• **Task description**
How many lines in the listing below contain the string "outline", counting only exact-case matches? Reply with the number alone.

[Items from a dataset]
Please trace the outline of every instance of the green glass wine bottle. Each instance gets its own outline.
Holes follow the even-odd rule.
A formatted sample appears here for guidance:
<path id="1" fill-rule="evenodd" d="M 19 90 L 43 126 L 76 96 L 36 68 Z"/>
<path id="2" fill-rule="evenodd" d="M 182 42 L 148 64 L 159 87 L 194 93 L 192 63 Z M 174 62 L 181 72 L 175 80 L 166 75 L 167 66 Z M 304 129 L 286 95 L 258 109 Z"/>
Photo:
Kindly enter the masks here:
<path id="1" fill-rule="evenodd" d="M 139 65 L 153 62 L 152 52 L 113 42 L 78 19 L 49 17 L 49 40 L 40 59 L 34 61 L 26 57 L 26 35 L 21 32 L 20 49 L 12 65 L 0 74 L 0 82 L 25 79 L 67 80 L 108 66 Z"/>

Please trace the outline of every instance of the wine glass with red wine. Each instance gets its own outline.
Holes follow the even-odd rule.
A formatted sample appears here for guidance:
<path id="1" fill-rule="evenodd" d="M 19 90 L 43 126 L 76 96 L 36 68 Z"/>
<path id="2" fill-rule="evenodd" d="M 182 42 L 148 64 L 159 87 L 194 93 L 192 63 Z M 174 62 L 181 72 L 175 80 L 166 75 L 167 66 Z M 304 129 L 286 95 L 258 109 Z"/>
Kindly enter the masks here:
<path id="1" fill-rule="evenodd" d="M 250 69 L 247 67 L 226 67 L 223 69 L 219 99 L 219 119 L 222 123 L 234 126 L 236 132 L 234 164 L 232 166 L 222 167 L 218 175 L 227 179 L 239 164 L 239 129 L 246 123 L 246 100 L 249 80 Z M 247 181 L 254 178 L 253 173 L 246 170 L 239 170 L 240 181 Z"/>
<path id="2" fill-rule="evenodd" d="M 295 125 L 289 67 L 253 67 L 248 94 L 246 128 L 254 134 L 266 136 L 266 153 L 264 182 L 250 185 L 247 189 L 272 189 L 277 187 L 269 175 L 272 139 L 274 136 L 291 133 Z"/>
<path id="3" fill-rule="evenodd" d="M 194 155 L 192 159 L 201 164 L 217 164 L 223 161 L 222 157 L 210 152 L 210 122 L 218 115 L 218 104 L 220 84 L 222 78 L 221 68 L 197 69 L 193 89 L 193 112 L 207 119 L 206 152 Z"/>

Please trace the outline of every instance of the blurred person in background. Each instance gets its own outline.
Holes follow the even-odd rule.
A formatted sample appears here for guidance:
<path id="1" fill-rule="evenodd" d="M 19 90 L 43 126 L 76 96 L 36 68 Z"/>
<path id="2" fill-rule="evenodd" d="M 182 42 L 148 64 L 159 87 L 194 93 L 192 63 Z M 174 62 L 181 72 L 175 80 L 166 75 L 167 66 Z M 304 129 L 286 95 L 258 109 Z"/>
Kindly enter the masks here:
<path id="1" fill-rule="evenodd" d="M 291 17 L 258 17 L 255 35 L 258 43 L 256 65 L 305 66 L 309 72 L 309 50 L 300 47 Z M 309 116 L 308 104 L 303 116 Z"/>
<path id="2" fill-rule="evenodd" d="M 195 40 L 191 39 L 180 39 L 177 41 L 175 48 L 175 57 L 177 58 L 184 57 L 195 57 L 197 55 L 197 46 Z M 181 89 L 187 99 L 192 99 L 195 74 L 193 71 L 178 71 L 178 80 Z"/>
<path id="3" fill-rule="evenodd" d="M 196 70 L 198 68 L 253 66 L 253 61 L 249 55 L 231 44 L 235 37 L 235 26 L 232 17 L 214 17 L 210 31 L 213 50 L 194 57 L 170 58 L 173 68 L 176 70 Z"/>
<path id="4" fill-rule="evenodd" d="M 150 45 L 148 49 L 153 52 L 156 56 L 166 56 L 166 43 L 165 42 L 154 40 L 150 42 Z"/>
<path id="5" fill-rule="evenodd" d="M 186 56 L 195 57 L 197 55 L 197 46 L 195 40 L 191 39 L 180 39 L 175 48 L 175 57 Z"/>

• **Full response**
3